▸ Work order:
What is needed is an exact copy of every record.

Data records:
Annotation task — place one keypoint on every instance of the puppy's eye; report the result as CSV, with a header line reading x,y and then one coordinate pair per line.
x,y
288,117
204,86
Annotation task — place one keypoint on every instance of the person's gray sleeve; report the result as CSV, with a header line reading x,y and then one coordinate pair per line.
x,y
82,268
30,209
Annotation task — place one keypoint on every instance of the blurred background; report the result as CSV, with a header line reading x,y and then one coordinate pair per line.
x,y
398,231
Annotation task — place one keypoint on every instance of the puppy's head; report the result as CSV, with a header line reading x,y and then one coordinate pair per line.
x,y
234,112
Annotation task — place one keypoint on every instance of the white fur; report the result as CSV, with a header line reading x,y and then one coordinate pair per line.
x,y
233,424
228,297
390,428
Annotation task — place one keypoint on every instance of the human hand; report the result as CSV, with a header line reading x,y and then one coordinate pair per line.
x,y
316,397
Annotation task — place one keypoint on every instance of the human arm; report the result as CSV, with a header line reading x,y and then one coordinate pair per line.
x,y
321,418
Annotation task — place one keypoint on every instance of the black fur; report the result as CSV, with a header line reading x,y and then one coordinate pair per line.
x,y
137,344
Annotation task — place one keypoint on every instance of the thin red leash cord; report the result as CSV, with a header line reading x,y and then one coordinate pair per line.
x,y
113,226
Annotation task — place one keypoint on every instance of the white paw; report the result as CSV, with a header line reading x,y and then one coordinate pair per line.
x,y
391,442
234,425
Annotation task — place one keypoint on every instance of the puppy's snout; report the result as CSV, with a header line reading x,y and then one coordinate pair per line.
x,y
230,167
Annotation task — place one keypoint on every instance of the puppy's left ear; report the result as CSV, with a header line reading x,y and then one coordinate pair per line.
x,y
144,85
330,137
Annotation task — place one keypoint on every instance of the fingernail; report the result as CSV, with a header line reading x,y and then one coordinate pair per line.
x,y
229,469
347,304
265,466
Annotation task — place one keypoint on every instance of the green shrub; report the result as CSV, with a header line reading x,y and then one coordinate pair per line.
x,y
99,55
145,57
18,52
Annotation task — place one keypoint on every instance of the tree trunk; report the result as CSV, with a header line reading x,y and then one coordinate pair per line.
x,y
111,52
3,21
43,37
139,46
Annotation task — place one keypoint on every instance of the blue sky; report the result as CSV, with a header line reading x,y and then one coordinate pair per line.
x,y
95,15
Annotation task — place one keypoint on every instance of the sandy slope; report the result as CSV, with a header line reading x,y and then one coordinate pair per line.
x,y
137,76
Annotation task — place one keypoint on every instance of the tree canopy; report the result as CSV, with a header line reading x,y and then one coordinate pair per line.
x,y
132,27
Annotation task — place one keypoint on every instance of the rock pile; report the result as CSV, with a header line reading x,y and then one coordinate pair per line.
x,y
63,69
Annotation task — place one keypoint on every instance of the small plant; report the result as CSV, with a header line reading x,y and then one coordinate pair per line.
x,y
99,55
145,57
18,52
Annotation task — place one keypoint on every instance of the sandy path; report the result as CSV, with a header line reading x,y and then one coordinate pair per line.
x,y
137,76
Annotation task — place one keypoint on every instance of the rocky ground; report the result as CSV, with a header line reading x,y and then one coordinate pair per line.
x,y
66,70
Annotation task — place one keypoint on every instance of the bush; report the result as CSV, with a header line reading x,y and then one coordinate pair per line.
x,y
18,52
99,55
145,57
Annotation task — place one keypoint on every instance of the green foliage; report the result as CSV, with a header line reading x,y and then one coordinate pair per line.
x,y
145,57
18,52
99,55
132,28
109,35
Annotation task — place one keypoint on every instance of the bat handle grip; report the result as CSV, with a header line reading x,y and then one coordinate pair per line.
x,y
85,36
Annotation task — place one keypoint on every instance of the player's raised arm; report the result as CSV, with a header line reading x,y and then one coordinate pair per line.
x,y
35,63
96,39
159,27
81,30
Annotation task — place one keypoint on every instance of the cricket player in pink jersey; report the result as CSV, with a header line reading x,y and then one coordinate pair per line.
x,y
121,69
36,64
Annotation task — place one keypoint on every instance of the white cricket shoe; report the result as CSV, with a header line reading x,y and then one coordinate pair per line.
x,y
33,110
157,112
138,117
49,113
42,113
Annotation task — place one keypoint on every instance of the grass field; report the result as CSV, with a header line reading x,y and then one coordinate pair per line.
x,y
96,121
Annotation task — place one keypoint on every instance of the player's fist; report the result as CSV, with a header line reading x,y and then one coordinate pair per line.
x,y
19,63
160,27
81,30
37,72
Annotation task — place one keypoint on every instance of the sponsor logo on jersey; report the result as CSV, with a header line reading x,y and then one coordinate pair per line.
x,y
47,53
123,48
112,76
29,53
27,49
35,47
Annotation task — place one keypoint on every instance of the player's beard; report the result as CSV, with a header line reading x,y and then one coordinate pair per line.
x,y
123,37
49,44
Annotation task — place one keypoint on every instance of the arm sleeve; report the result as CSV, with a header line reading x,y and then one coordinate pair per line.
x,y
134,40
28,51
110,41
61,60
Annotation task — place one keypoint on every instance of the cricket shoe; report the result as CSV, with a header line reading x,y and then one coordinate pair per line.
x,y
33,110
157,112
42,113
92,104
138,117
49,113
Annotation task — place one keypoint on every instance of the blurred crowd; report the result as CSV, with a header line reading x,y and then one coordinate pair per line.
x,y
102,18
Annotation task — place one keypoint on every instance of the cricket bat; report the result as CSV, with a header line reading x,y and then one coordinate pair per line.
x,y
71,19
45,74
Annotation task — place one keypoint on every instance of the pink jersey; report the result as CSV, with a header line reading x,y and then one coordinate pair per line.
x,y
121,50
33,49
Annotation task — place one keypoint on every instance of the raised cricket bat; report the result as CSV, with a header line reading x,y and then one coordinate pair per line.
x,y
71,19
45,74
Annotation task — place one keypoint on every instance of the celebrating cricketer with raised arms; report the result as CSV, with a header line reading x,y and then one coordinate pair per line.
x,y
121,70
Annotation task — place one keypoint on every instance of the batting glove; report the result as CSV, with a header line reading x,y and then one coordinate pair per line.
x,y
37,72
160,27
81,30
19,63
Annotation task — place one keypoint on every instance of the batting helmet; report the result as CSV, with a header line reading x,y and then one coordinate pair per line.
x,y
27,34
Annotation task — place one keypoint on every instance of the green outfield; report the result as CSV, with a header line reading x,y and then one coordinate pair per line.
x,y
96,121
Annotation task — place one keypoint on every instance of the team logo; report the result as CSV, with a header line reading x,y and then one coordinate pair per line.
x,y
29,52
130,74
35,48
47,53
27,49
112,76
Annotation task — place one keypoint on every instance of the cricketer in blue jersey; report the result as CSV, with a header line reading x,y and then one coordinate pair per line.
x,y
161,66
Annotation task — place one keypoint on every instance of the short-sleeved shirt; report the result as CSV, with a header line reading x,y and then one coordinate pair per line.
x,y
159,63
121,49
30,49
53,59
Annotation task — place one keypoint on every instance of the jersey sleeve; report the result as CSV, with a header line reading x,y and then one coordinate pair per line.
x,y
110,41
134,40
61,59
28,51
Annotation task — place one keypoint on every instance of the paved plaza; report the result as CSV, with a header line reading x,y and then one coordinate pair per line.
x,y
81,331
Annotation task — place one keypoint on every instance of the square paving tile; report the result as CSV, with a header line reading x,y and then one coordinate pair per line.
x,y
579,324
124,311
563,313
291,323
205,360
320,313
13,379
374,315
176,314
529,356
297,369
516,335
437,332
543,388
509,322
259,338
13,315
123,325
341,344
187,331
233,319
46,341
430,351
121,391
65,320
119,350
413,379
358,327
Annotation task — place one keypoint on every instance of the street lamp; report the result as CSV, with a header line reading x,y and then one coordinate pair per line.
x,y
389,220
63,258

▸ Written answer:
Annotation task — place one keypoint on every instance of the puppy's eye; report the result as CSV, with a header line reading x,y and then one coordinate pair per line.
x,y
288,117
204,86
Annotation task — place one keypoint on every instance of the person's gray sleeve; report the result as CSV, with a header line reading x,y and then one coordinate pair per line.
x,y
82,268
30,209
Annotation task — place one keypoint on every instance of the blurred background; report the result as CSV, with a header line reading x,y and then one coordinate pair per line.
x,y
398,231
Annotation task — place one keypoint on every instance of the puppy's head; report the result as CSV, with a header line reading x,y and then one coordinate pair per line.
x,y
234,112
Annotation task — place one keypoint on every instance of the white fur; report the result as CSV, with a header line reading x,y and then one coordinate pair per line.
x,y
233,424
228,297
390,428
Annotation task — place one keypoint on every instance of the human hand; report the result as CSV, with a header line reading x,y and then one coordinate pair per line.
x,y
316,397
Annotation task — place one keypoint on every instance of the human arm; report the result as CSV, with a header line reading x,y and then one coordinate pair per line.
x,y
321,418
Annotation task — place one keypoint on every instance of the black fur; report the result as CSV, with a header line reading x,y and then one coordinate pair per line.
x,y
137,344
Annotation task — place one keypoint on every instance of the thin red leash cord; report the result as CSV, with a header line reading x,y and then one coordinate pair per line.
x,y
113,226
Annotation task — place one keypoint on every instance of the white paw; report the result as CSV, with a header line reading x,y and then one coordinate pair per line.
x,y
391,442
234,425
Annotation task — place one keypoint on every instance of the puppy's snout; report the result as CSV, with a header line reading x,y and then one coordinate pair per line.
x,y
230,167
Annotation task — place one keypoint on every instance of the puppy's left ear; report the result as CSV, with a header line reading x,y and then one coordinate pair per line.
x,y
144,85
330,137
Annotation task — place one keypoint on every instance of the fingernail; report the result as CSV, with a header line reading x,y and then one coordinate pair per line.
x,y
229,469
347,304
265,466
Annotation task — place one keypoint on every instance of the green shrub; report the result as CSV, with a header line reading x,y and then one coordinate pair per line.
x,y
99,55
145,57
18,52
Annotation task — place one keypoint on every instance of the tree trunk; report the result as CSV, with a header line reading x,y and then one coordinate pair per line.
x,y
111,52
3,21
43,37
139,46
Annotation task — place one keypoint on every instance of the blue sky; report the result as CSV, with a header line reading x,y and then one coordinate pair per line.
x,y
95,15
Annotation task — place one keypoint on every instance of the sandy slope; report the result as CSV, with a header line reading x,y and then one coordinate pair per line.
x,y
137,76
Annotation task — place one keypoint on every instance of the tree canopy; report the result as CSV, with a header line reading x,y and then one coordinate pair per line.
x,y
132,27
Annotation task — place one keypoint on every instance of the rock pile; report the result as CSV, with a header line reading x,y and then one coordinate pair per line.
x,y
63,69
Annotation task — place one keypoint on every instance of the small plant; report the result as CSV, with a header line reading x,y and then one coordinate pair per line.
x,y
99,55
145,57
18,52
Annotation task — place one keypoint on every instance of the sandy path; report the result as CSV, with a header line reading x,y and then one coordinate pair per line.
x,y
137,76
Annotation task — place one keypoint on every instance of the rocky ground; report the result as CSV, with a header line reading x,y and then one coordinate pair per line.
x,y
66,70
Annotation task — place one keypoint on every instance of the bush; report the result as CSV, with a header line reading x,y and then one coordinate pair per line.
x,y
18,52
99,55
145,57
Annotation task — place one keypoint on every instance of the green foliage; report the result as CSV, with a header line reading x,y and then one coordinate pair per line.
x,y
145,57
18,52
99,55
132,28
109,35
Annotation task — place one keypoint on every instance of the bat handle grip; report the result as CSV, with a header line reading x,y and then one coordinate pair per line.
x,y
85,36
Annotation task — place one keypoint on every instance of the player's raised arm; report the result as CSV, with a header line reading x,y and then one coordinate pair per line.
x,y
35,63
96,39
159,27
81,30
Annotation task — place one keypoint on every instance of the cricket player in pink jersey; report the result as CSV, with a header line reading x,y and then one coordinate pair per line.
x,y
121,69
36,64
Annotation task — place one keypoint on every instance of the white cricket shoe; report the result as CSV, with a header line reading x,y and then one coordinate pair per line.
x,y
33,110
157,112
138,117
49,113
42,113
Annotation task — place one keypoint on every instance of the grass field; report the result as CSV, with a header line reading x,y and then one coordinate pair per line.
x,y
96,121
Annotation task — place one keypoint on every instance of the player's fist; report the result as CSV, with a header line reading x,y and then one coordinate pair per line.
x,y
19,63
160,27
81,30
37,72
Annotation task — place one keypoint on every instance of the sponsor logo on jersey; report the result as CSV, with a header line reading x,y and then one coordinate pair per line.
x,y
47,53
123,48
112,76
29,53
27,49
35,47
Annotation task — place one keypoint on every instance of the player's beard; report the result as CSV, with a header line reading x,y and then one coordinate pair per line.
x,y
123,37
49,44
Annotation task — place one keypoint on every instance of the arm sleeve; report the result as CSV, with a header line reading x,y and then one coordinate pair per line.
x,y
134,40
28,51
110,41
61,60
Annotation task — place one keypoint on every instance of the cricket shoe; report the result as CSV, with a header line reading x,y and then one coordinate pair per line.
x,y
33,110
157,112
42,113
92,104
138,117
49,113
Annotation task — place one keypoint on every instance of the blurred crowd; report the result as CSV, with a header line reading x,y and then one coordinate pair per line.
x,y
102,18
Annotation task — place one keypoint on every instance of the cricket bat; report the result as CSV, with a header line reading x,y and then one coordinate pair per line.
x,y
71,19
45,74
Annotation task — place one keypoint on every instance of the pink jersey; report the result as CSV, with a header line reading x,y and then one coordinate pair per line.
x,y
121,50
33,49
Annotation task — place one keypoint on every instance of the raised cricket bat; report the result as CSV, with a header line reading x,y and then one coordinate pair per line.
x,y
71,19
45,74
Annotation task — place one keypoint on every instance of the celebrating cricketer with raised arms; report the result as CSV, with a header line reading x,y and then one coordinate pair per line.
x,y
121,70
Annotation task — place one keypoint on every instance of the batting glove; report the result as CSV, with a header line reading x,y and then one coordinate pair per line.
x,y
37,72
160,27
81,30
19,63
Annotation task — place one keypoint on every instance of the batting helmet; report the result as CSV, with a header line reading x,y and then one coordinate pair per line.
x,y
27,34
Annotation task — place one keypoint on every instance of the green outfield; report the result as CSV, with a header line reading x,y and then one coordinate pair per line.
x,y
96,121
Annotation task — place one keypoint on every instance of the team logo; report the result as CSV, with a header line reading x,y and then one coordinate pair per line.
x,y
29,52
130,74
35,48
47,53
27,49
112,76
Annotation task — place one keypoint on every instance of the cricketer in blue jersey; report the result as CSV, with a header line reading x,y and then one coordinate pair per line.
x,y
161,66
Annotation task — place one keypoint on every instance of the short-sleeved shirt; report the result as CSV, with a header line reading x,y and then one coordinate pair per line.
x,y
159,63
121,49
30,49
53,59
Annotation task — place one keypoint on every instance of the jersey sleeve; report the result as CSV, with a header line reading x,y and then one coordinate pair per line.
x,y
110,41
134,40
61,59
28,51
Annotation task — place one keypoint on every instance of the paved plaza; report the result as CSV, with a header line reading x,y and then one coordinate pair per line.
x,y
81,331
Annotation task — place one keypoint on every instance of the square paving tile; report the result as CSV, with a header line reading x,y and then one coordinate pair per line.
x,y
579,324
124,311
563,313
291,323
205,360
320,313
13,379
374,315
176,314
529,356
297,369
516,335
437,332
543,388
509,322
259,338
13,315
123,325
341,344
187,331
233,319
46,341
430,351
121,391
65,320
119,350
413,379
358,327
Annotation task — place one keypoint on every instance of the street lamp; report the result as CSV, with a header line reading x,y and then one coordinate pair per line.
x,y
389,220
63,258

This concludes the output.